• WHAT IS REQUIRED
In the records below, locate the line containing "I would be grateful if you could tag the tile"; output that line and every following line through the last, exactly.

• DATA SUPPLIED
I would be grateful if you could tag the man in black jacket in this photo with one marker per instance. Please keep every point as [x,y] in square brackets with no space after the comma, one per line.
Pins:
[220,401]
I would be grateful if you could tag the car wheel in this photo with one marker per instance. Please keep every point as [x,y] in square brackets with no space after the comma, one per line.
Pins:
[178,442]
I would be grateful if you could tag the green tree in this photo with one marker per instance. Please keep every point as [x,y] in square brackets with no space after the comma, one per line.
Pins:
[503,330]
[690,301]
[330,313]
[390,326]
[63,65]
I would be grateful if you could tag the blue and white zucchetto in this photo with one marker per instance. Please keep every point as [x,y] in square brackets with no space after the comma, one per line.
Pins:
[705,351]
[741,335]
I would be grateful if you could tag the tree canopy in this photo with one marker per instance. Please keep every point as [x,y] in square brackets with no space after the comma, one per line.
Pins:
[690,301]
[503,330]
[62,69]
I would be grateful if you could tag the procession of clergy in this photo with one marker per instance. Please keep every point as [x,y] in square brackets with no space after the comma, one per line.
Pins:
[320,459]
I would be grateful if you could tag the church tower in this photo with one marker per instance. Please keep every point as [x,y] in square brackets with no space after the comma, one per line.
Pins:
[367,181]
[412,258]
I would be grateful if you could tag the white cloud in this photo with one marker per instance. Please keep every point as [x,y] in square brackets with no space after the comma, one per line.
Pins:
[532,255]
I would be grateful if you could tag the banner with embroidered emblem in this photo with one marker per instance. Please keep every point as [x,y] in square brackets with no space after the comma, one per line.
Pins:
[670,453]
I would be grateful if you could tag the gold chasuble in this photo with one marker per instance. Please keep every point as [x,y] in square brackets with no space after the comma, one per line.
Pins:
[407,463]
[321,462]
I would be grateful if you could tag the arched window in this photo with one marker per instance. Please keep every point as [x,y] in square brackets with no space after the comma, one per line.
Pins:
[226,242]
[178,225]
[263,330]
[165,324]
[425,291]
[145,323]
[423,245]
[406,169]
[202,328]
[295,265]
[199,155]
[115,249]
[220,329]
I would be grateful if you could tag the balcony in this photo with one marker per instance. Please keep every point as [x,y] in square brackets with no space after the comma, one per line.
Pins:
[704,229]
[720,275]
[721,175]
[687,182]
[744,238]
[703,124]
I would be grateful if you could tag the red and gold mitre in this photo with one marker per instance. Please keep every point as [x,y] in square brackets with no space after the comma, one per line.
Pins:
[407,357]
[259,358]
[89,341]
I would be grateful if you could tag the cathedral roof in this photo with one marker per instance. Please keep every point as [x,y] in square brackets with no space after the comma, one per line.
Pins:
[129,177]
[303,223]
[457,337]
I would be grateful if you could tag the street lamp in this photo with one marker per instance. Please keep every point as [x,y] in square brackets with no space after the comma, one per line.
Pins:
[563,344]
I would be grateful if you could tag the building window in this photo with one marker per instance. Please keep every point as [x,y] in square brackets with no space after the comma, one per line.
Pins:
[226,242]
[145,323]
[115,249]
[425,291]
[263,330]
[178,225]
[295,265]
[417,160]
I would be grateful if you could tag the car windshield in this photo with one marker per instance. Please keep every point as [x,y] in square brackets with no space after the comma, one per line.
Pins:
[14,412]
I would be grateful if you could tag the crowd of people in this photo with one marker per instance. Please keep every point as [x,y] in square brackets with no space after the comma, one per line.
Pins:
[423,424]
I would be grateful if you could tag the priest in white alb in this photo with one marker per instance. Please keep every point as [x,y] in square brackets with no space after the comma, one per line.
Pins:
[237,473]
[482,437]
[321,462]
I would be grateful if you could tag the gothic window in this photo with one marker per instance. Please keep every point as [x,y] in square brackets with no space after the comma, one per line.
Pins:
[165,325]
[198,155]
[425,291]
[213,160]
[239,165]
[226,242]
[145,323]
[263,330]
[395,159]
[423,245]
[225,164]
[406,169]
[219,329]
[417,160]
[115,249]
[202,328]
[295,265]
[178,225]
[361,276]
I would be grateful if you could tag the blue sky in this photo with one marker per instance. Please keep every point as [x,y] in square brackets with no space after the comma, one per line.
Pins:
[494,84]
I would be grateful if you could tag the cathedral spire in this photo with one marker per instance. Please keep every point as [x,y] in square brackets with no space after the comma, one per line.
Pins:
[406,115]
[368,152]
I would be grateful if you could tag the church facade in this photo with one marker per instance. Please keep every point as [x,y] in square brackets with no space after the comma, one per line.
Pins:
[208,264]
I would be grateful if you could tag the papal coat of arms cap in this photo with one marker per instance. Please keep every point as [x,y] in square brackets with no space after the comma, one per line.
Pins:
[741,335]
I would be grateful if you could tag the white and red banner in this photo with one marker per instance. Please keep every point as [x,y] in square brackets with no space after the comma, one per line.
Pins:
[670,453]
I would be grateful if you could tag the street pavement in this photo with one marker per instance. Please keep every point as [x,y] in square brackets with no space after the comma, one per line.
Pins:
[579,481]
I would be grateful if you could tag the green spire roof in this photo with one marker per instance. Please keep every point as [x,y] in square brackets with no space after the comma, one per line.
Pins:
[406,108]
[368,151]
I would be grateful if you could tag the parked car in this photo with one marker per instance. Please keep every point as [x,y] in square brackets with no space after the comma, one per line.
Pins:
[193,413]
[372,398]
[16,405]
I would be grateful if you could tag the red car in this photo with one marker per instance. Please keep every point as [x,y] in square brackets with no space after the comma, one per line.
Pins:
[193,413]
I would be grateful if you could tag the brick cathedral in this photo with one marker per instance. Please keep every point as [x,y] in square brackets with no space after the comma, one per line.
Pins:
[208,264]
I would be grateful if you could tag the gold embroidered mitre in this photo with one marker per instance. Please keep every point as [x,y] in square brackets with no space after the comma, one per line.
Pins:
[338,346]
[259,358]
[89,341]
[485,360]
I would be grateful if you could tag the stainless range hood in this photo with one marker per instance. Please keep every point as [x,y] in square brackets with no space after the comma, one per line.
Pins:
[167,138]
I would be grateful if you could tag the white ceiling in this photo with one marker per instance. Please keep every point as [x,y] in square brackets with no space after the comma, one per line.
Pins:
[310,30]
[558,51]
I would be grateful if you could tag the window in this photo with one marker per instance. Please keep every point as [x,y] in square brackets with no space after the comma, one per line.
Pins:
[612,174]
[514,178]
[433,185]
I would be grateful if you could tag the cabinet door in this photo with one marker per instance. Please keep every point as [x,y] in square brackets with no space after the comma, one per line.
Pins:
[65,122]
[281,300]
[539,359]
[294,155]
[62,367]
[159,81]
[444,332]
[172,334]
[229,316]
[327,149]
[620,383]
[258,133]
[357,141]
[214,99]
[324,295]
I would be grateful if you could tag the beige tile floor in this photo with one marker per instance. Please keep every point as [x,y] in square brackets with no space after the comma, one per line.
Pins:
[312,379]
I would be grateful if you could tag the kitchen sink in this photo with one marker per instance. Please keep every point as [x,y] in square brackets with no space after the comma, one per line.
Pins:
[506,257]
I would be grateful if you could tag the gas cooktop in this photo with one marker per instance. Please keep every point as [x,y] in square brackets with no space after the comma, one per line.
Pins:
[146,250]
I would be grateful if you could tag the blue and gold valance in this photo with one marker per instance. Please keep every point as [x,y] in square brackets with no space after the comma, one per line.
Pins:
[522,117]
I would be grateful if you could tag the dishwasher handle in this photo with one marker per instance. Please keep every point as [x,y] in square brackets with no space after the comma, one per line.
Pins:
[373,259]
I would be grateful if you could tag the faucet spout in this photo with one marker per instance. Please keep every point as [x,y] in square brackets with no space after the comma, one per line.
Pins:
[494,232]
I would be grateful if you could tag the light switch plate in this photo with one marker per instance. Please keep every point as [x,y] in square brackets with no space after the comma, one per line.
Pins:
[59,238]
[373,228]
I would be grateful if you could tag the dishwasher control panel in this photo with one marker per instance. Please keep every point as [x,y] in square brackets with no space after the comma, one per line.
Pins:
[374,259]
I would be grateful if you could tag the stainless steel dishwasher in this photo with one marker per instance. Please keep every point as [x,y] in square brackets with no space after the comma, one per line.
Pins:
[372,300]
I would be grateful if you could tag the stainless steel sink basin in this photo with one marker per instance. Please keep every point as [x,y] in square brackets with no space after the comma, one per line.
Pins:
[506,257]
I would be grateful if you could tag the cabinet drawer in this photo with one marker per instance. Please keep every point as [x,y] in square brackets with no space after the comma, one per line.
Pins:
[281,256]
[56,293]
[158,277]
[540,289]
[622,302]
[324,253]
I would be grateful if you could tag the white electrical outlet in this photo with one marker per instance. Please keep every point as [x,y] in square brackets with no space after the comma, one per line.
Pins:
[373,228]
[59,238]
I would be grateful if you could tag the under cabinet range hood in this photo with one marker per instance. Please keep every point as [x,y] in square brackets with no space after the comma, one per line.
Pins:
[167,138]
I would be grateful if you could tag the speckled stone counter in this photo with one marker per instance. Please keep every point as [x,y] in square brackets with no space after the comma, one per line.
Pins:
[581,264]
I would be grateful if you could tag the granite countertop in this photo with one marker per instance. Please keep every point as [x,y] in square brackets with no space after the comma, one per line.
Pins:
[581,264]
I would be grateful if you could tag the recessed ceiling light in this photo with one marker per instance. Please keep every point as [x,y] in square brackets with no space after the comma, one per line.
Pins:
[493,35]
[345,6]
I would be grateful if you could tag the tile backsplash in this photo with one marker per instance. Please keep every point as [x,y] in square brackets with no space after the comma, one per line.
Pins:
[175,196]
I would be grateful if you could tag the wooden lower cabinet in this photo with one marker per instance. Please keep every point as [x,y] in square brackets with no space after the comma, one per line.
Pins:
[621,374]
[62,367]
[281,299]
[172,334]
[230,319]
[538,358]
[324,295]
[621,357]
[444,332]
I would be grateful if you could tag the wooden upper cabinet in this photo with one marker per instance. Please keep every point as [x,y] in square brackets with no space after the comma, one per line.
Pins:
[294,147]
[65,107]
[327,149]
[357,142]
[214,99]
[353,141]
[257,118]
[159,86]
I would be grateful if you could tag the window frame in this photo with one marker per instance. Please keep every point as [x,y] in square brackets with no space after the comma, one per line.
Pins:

• RESPONSE TO THIS TASK
I would be grateful if you could tag the tile backsplash in this photo with one marker per instance. Please keep every point as [x,y] in square brackets with no space after the comma, one per line.
Pins:
[175,196]
I would be grateful if you could tag the wooden lower cabinet in this photo with one marker per instance. Please keep every point as [x,y] in square brackets with no space after the comma, one per line.
Pins:
[621,374]
[62,367]
[281,299]
[172,334]
[230,319]
[538,358]
[324,295]
[621,357]
[444,332]
I would be grateful if you could tag the wooden upper cabinet in this photo with one marker per instance. Please keep every point as [x,y] in square brackets with no space after the comma, one per line.
Pins:
[294,147]
[65,107]
[327,149]
[357,142]
[214,99]
[353,141]
[257,118]
[159,86]
I would be grateful if you could tag the window frame in this photo with one marker per instance. Please keep every point as [x,y] in square brackets with no space after the comma, one per line.
Pins:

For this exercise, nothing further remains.